▶ PROVIDED TEXT
>>
Allowing Ekin array. Documenting axis option.

src/simsopt/field/tracing.py

@@ -261,7 +261,8 @@ def trace_particles_boozer(field: BoozerMagneticField, stz_inits: RealArray,
         tmax: integration time
         mass: particle mass in kg, defaults to the mass of an alpha particle
         charge: charge in Coulomb, defaults to the charge of an alpha particle
-        Ekin: kinetic energy in Joule, defaults to 3.52MeV
+        Ekin: kinetic energy in Joule, defaults to 3.52MeV. Either a scalar (assumed
+              same energy for all particles), or ``(nparticles, )`` array. 
         tol: defualt tolerance for ode solver when solver-specific tolerances are not set
         comm: MPI communicator to parallelize over
         zetas: list of angles in [0, 2pi] for which intersection with the plane
@@ -283,7 +284,9 @@ def trace_particles_boozer(field: BoozerMagneticField, stz_inits: RealArray,
                 `zetas_stop`: whether to stop if hit provided zeta planes
                 `vpars_stop`: whether to stop if hit provided vpar planes
             default solver (rk45) specific options are
-                `axis`: TODO
+                `axis`: If `True`, tracing is performed in coordinates :math:`x = \sqrt{s}\cos(\theta)`
+                           and :math:`y = \sqrt{s}\sin(\theta)` to avoid a coordinate singularity on
+                           the magnetic axis. If `False`, tracing is performed in :math:`(s,\theta)`. 
                 `reltol`: relative tolerance for adaptive ode solver
                 `abstol`: absolute tolerance for adaptive ode solver
             symplectic solver specific options are 
@@ -341,7 +344,10 @@ def trace_particles_boozer(field: BoozerMagneticField, stz_inits: RealArray,
     assert stz_inits.shape[0] == len(parallel_speeds)
<<
Collected data entries:
>>
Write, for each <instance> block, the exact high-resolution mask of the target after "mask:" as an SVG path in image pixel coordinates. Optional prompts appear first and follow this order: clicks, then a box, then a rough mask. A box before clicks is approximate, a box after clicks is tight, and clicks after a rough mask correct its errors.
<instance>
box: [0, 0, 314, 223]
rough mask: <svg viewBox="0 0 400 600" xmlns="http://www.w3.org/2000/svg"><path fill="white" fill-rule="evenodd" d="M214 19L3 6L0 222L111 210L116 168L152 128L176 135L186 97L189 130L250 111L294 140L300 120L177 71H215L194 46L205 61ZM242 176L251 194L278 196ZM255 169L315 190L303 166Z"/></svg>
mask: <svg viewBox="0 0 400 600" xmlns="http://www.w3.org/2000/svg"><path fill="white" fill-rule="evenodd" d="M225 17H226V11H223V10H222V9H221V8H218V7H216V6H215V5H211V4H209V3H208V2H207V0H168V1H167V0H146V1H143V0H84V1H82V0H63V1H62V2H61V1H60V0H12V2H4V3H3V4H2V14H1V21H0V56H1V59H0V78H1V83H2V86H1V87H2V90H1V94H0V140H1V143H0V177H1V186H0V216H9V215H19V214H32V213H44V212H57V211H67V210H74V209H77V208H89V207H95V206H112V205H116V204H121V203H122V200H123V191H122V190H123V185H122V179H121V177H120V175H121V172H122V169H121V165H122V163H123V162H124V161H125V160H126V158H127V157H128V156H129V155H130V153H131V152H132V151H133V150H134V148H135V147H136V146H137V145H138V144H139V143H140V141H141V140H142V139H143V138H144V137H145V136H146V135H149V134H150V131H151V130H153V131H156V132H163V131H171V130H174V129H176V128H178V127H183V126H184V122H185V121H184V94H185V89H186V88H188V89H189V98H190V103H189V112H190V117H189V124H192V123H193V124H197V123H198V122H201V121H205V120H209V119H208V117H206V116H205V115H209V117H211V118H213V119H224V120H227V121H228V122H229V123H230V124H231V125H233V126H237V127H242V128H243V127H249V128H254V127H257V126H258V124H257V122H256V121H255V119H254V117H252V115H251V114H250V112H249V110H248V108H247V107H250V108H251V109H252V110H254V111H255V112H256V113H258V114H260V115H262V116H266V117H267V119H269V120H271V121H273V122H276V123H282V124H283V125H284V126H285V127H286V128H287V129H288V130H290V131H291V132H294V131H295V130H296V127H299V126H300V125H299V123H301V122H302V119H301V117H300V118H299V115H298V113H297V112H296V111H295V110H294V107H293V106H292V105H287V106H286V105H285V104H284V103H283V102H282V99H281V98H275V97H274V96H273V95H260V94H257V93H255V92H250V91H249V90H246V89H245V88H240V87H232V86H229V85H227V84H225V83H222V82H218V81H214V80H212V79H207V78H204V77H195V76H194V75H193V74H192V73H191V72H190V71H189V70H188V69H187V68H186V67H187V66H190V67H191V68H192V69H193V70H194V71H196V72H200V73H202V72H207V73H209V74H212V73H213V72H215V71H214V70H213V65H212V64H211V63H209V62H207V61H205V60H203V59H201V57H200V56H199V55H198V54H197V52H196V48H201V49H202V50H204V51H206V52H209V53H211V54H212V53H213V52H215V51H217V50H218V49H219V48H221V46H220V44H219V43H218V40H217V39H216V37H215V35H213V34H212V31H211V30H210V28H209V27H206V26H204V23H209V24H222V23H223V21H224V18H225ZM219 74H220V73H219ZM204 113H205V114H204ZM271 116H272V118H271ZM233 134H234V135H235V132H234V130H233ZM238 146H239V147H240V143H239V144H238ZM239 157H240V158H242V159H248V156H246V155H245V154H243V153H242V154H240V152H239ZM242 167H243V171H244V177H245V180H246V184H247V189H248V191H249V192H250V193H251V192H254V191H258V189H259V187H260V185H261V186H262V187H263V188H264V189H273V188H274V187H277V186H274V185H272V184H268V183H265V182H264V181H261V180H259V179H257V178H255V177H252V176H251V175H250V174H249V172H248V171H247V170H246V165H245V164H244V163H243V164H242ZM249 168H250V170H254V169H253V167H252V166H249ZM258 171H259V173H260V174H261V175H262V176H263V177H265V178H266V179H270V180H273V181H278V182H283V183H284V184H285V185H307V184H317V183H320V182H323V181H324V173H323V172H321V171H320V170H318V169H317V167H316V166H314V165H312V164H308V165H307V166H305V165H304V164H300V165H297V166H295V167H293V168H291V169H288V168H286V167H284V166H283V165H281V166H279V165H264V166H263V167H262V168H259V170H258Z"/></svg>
<<
▶ TASKS TO PERFORM
a - Give the rows as a numbered list, starting from the first line of the rows and running through the line holding "box: [0, 0, 314, 223]", both ends included, with blank lines left out.
b - Pick up the tracing.py diff right after its last line and write what comes next.

▶ ANSWERS IN ORDER
a -
1. Write, for each <instance> block, the exact high-resolution mask of the target after "mask:" as an SVG path in image pixel coordinates. Optional prompts appear first and follow this order: clicks, then a box, then a rough mask. A box before clicks is approximate, a box after clicks is tight, and clicks after a rough mask correct its errors.
2. <instance>
3. box: [0, 0, 314, 223]

b -
     speed_par = parallel_speeds
     m = mass
-    speed_total = sqrt(2*Ekin/m)  # Ekin = 0.5 * m * v^2 <=> v = sqrt(2*Ekin/m)
+    assert np.isscalar(Ekin) or (len(Ekin) == len(parallel_speeds)) 
+    if np.isscalar(Ekin):
+        Ekin = Ekin * np.ones((len(parallel_speeds),))
+    speed_total = np.sqrt(2*Ekin/m)  # Ekin = 0.5 * m * v^2 <=> v = sqrt(2*Ekin/m)
     mode = mode.lower()
     assert mode in ['gc', 'gc_vac', 'gc_nok']
 
@@ -352,7 +358,7 @@ def trace_particles_boozer(field: BoozerMagneticField, stz_inits: RealArray,
     for i in range(first, last):
         res_ty, res_zeta_hit = sopp.particle_guiding_center_boozer_tracing(
             field, stz_inits[i, :],
-            m, charge, speed_total, speed_par[i], tmax, vacuum=(mode == 'gc_vac'),
+            m, charge, speed_total[i], speed_par[i], tmax, vacuum=(mode == 'gc_vac'),
             noK=(mode == 'gc_nok'), zetas=zetas, omegas=omegas, vpars=vpars, stopping_criteria=stopping_criteria,
             **options)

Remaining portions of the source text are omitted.